--- Work to be completed ---
Reproduce each of the records below word for word, leaving out the pictures.
§
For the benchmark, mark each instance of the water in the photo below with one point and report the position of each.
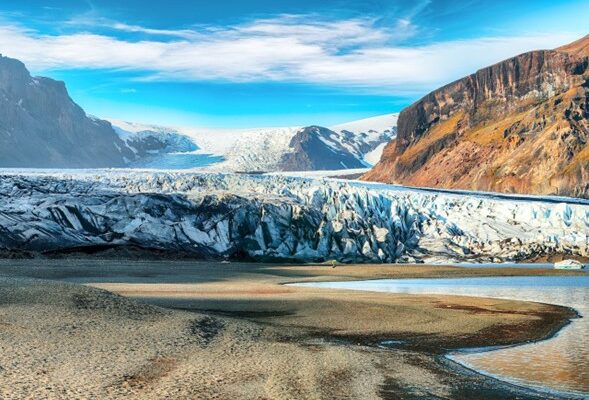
(560, 363)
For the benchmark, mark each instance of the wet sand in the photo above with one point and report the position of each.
(236, 331)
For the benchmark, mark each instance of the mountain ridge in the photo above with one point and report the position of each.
(520, 125)
(41, 126)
§
--- Solution for this problem ---
For the benchmark, mark each instance of the water in the photo below with one point and report the position of each.
(560, 363)
For the benchmark, mark each instance of the wet sand in the photo above with one point and report the position of each.
(236, 331)
For the benchmark, mark each instance of the mountain ridge in the photo above with one point and report the position of each.
(520, 125)
(41, 126)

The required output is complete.